| THE REQUEST |
Tally the lines of the data below that contain the string "player", and reply with only that number.

| DATA PROVIDED |
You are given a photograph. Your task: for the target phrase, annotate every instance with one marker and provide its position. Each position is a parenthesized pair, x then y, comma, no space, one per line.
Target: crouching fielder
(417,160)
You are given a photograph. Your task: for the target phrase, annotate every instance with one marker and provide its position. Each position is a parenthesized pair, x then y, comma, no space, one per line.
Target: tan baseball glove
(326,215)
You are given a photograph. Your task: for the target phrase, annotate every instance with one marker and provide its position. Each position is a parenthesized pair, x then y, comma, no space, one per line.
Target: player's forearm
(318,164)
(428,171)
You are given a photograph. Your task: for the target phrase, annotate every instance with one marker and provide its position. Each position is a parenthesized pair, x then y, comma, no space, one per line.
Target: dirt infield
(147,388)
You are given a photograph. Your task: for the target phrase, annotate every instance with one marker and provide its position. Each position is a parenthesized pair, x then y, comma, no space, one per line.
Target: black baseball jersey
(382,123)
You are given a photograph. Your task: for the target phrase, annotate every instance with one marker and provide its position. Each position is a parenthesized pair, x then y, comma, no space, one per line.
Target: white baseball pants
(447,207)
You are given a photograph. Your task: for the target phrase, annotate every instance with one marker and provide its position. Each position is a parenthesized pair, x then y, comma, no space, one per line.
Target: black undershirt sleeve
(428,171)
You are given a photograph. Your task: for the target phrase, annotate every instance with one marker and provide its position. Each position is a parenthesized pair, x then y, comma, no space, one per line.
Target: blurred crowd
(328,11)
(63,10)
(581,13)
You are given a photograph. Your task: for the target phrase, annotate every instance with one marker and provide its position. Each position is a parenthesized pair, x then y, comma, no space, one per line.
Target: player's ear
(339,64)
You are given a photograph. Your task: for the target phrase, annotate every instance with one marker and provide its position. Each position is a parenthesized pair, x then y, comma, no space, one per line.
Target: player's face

| OUTPUT OF THE EXERCISE |
3